Written problem → Go through the entries below and print each one exactly, leaving out pictures.

Provided entries →

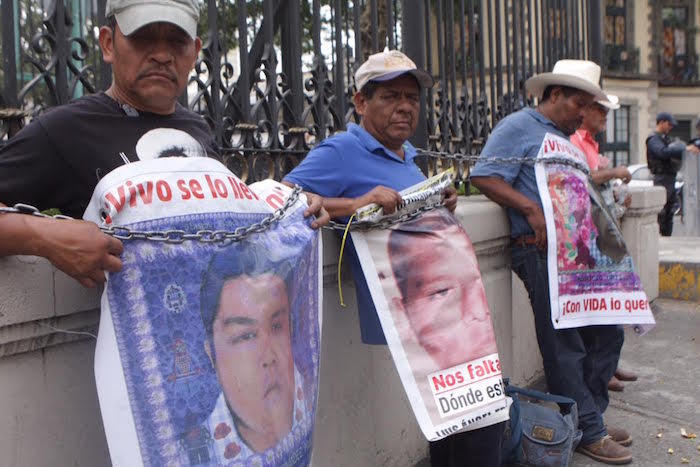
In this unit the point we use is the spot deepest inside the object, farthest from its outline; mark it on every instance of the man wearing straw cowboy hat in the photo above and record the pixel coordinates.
(578, 362)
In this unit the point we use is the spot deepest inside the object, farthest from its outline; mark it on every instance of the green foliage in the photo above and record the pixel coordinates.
(227, 21)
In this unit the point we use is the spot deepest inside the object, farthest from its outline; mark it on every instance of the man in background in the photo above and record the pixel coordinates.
(664, 161)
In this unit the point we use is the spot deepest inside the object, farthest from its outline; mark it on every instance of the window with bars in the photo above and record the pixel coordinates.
(678, 61)
(619, 55)
(617, 136)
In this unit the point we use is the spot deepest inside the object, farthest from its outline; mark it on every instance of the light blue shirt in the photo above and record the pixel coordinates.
(348, 165)
(517, 136)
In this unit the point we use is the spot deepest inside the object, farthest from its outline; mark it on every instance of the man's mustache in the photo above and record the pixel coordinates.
(158, 72)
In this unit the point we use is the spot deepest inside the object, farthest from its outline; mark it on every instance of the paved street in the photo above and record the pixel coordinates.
(665, 398)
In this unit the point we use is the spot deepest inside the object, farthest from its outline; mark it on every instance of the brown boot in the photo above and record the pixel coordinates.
(607, 451)
(624, 375)
(619, 435)
(615, 385)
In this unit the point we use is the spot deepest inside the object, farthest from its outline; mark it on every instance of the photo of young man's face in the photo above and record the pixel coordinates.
(253, 357)
(442, 300)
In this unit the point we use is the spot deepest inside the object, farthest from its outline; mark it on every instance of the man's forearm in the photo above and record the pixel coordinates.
(340, 207)
(18, 234)
(603, 175)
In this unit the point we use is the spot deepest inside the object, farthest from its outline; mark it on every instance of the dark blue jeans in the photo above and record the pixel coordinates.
(579, 362)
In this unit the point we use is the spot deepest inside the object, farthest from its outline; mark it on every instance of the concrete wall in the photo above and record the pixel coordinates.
(49, 413)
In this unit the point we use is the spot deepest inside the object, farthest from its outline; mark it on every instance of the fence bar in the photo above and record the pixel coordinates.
(291, 59)
(414, 46)
(523, 59)
(9, 63)
(472, 48)
(243, 80)
(430, 114)
(375, 25)
(271, 68)
(595, 21)
(499, 62)
(450, 52)
(338, 69)
(214, 49)
(358, 33)
(492, 52)
(390, 25)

Expected answer →
In this unit the point we use is the spot deepest inside the object, farthest from its outline; mark it on every instance of the man wearing straw cowboy hat in the photo above and record the pixel coordinates.
(578, 362)
In this unit the point we use is the spot deepest inside the object, farthest from its outline; mark it on every instance of the green foliage in the photo above and record the pixel coordinates.
(227, 21)
In this unit the point we use is the spot deepest inside the object, farthest from its outline; mark it on every instance of the man in background in the photo above and record the pixel coordinates.
(664, 161)
In this unit the point we use is the spot deepest inside the object, farthest from its outline; mark it on every instance of the window with bars in the photo above and record the pixel coordinates.
(678, 61)
(619, 55)
(617, 136)
In this unit the point we use is the spot deepest inside the object, farthest from its outline; mark it on every instance of the light blue shirt in the photo above and record the pixel coordinates.
(348, 165)
(517, 136)
In this unit the point we use is the spot deepest inside the object, farthest from its outline; mark it on every instance of the man's mustache in the photo above and record the pixel coordinates.
(158, 72)
In this unit the point we use is the spot deepest inside the object, farthest from its outline; mark it on every instance of the paved street in the photo above and record the pixel coordinates.
(665, 398)
In this unit the point we use is the spot deepest inside the object, farthest from its outline; mark it on every instance of the brown boot in the photo above and record the pixel coordinates.
(607, 451)
(624, 375)
(619, 435)
(615, 385)
In this unit the point we use is the spot deepest inside the object, farthest from its outline; mark it on every instance of the photo of young man's face in the photo above and record the pixel coordinates.
(253, 357)
(442, 300)
In this unit the point we use is the spot deepest inside the object, farthest from its outline; mark it on every instance of the man's forearm in the photo above and record the pixel coordinates.
(340, 207)
(18, 234)
(603, 175)
In this unit the point we use is the spot deepest inside the object, farthest from its outline; mark it on every instance of the dark blue jeans in the photo above and record the pixel coordinates.
(579, 362)
In this unit the point we use is the spot deepest inside the object, farthest from its outline; mark it on every instance of the concrete wall in the photo above and record the pixel coordinates.
(49, 413)
In this unit the point we use is the spot deepest inside the object, farthest from its outline; mark it on every instance of the fence bar in the photo above and record the pixel coordinates.
(291, 59)
(414, 46)
(523, 59)
(9, 63)
(472, 48)
(243, 80)
(430, 114)
(375, 25)
(271, 68)
(595, 21)
(499, 62)
(450, 52)
(338, 69)
(214, 49)
(358, 33)
(492, 52)
(390, 25)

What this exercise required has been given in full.